Set problem: Could you repeat each of the rows below word for word, leaving out the pictures?

Data excerpts:
-=-=-
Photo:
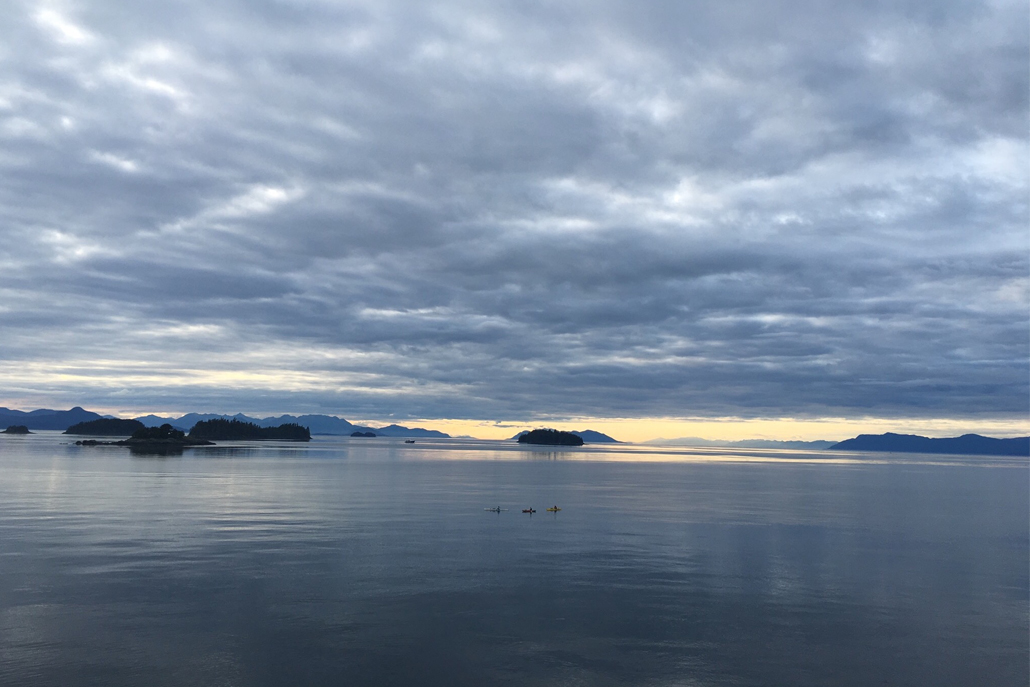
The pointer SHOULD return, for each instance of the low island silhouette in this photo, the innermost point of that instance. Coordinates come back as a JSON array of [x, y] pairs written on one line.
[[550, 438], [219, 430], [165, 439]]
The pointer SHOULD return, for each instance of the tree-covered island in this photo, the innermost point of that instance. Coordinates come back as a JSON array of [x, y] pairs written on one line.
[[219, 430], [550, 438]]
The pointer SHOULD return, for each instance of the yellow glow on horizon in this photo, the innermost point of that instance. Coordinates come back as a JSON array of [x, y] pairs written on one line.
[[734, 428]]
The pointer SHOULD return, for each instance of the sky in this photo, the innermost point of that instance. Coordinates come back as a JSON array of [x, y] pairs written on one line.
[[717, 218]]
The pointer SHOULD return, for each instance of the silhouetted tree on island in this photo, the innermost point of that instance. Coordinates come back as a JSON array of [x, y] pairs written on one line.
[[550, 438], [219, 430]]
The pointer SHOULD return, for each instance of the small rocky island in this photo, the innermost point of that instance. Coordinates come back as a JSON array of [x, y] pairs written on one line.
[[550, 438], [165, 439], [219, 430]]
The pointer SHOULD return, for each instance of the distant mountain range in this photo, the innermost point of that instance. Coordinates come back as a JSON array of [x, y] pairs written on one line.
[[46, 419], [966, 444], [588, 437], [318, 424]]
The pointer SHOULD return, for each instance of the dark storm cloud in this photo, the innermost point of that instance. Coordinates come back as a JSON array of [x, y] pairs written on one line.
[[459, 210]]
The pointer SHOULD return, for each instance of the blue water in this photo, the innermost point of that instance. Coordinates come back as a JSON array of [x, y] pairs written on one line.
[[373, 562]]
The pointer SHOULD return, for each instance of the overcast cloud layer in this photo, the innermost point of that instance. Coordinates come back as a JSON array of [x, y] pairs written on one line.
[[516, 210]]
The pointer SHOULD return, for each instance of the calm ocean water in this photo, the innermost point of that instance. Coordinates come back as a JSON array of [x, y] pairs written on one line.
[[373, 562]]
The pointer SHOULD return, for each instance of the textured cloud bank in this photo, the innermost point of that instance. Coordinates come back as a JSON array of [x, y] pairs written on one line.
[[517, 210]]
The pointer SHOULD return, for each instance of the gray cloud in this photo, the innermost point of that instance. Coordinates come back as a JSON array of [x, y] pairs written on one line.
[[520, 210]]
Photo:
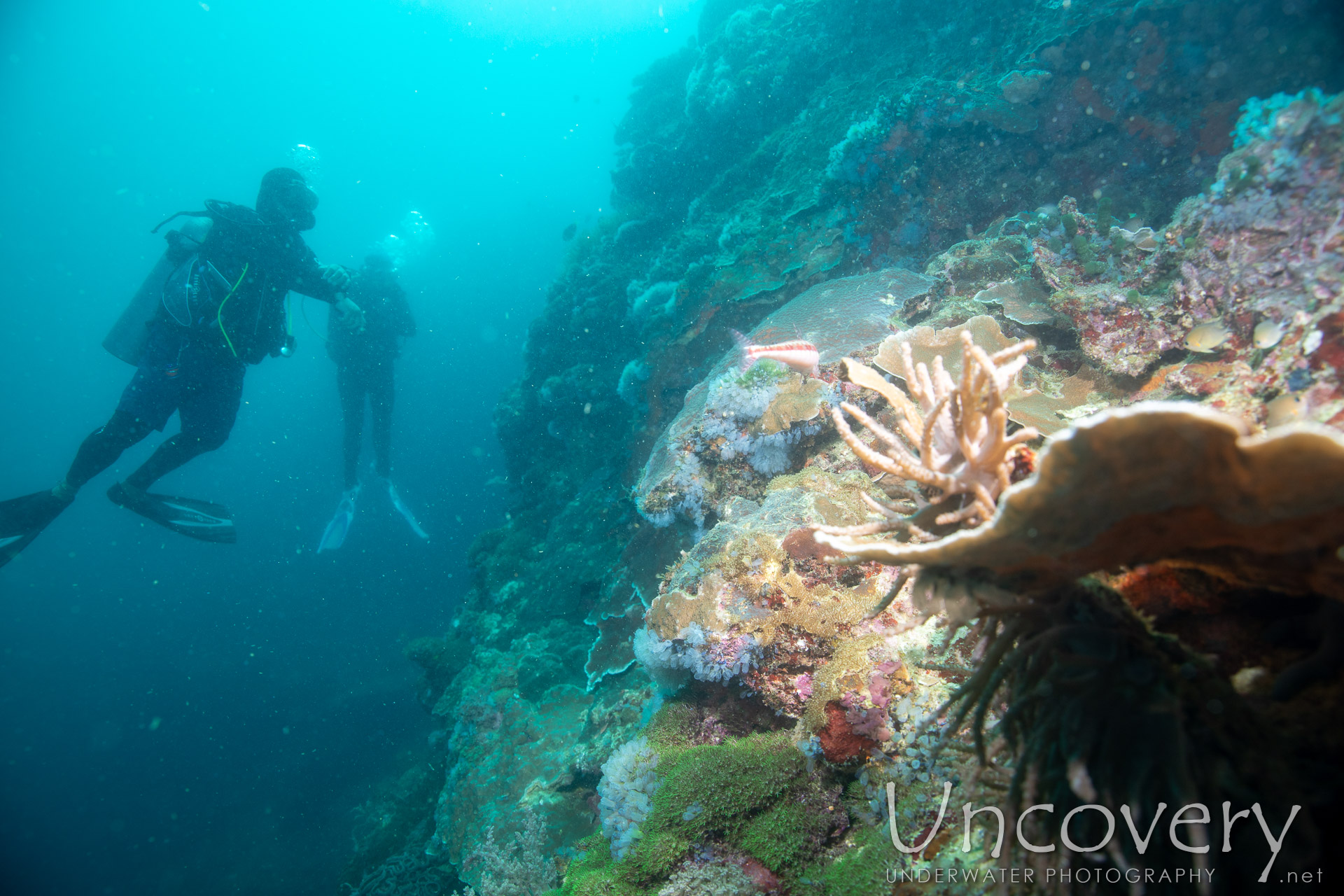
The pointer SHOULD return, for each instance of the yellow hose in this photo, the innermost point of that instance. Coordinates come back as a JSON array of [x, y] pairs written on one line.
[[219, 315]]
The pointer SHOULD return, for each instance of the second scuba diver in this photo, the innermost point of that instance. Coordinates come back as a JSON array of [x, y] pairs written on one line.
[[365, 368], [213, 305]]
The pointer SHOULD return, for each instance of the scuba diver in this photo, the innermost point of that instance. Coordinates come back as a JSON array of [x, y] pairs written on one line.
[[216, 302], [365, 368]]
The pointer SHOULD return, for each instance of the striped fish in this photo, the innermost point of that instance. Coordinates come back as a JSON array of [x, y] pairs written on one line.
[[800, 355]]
-=-=-
Solution to this problem:
Photo:
The pointer SHOULD return, for each instance of the low island silhouette in this photo, the innermost point of that instance. Coordinates come back as a JSON array of [x, y] pairs written on one line.
[[550, 438], [219, 430], [165, 439]]
The pointer SHOULD return, for each instance of the tree-covered island in this photo, the innermost point of that instance. Coordinates come back as a JSON array of [x, y] pairs written on one line.
[[219, 430], [550, 438]]
The pointer SHOULD return, for each instance of the yellow glow on horizon in this photo, the innermost point of that instance. Coordinates come back as a JSON array of [x, y] pairs written on one line.
[[734, 428]]
The pointer SHOULD return, for each instance of the sky in this photo, the innermost point of that instance. Coordinates come back as a JSON array of [x, y] pairs written on one line.
[[717, 218]]
The pointer SHOULD return, for each instance of the silhouetted tree on island in this photo, the innermost point of that instance. Coordinates come back as a JSON array of [x, y] pairs written on one line.
[[550, 438], [219, 430]]
The pointer SHOULD return, for each instance of the small rocky island in this photo, the innermost point of that instance. Coordinates come back as a JSON array of [x, y] pairs written on one line.
[[550, 438], [165, 439], [219, 430]]
The pointer SHOULD return, for each instance of the distant mountain range in this photo, the innermost point of that instance. Coordinates come back as a JSON array of [x, y] pairs written on one line.
[[46, 419], [966, 444], [588, 437], [318, 424]]
The pointer SHOULD return, for each instance of the dark storm cloud in this photo, the innermost point of that instance. Coordinates come back as a JSON array of [x, y] pairs written on one line.
[[459, 210]]
The pointer SHOULD return, for each instance of the blue water in this photo, the innermost point of that instance. Coordinates come back as a JSON array of [x, y] pairs written on one line.
[[373, 562]]
The pointer SHOULD return, for each instance of the overcast cloud layer in this photo, the innermost point of that instance. Coordinates come back as a JSON array of [x, y] pairs written on one line.
[[516, 210]]
The pointer SHOULD return, for each instance of the calm ocean water in this photo, the innermost point of that instance. Coordinates come back as a JSON array of [x, y] pairs written on one line.
[[373, 562]]
The pointer SHOULD return, for each instance of the textured cloud bank in this photo, the innermost point of that instance. Coordinates come back as a JSON array of [x, y] pairs written on one line.
[[517, 210]]
The pointer SHOULD return, for each instance of the gray cloud in this photo, the innermost point of that instance. Coordinates come back as a JSON array of [x, y] pairs written on one line.
[[520, 210]]
Photo:
The pointer SHOULD return, for each instance of the yellow hose in this photo, the innermost point of that instance. Coordinates come back as a JSON array of [x, y] pairs written on one line.
[[219, 315]]
The pointer SHOULD return, for each instance of the second scuba diver in this photo, the innermost point of that instance. Coordinates come back as a JSON array of [x, y] pairs written on one line.
[[365, 368], [213, 305]]
The pointer SHOULD return, for each instance of the scuba diver in this photo, the innermost point of that instance. Coordinates come back as a JSON array of [x, y] pairs written on one line.
[[216, 302], [365, 368]]
The pointer SHOULD return, for each instance of the striped fish in this photo, the innermost point of that instance. Coordinates come back as a JSON array of [x, y] pairs written on one line.
[[800, 355]]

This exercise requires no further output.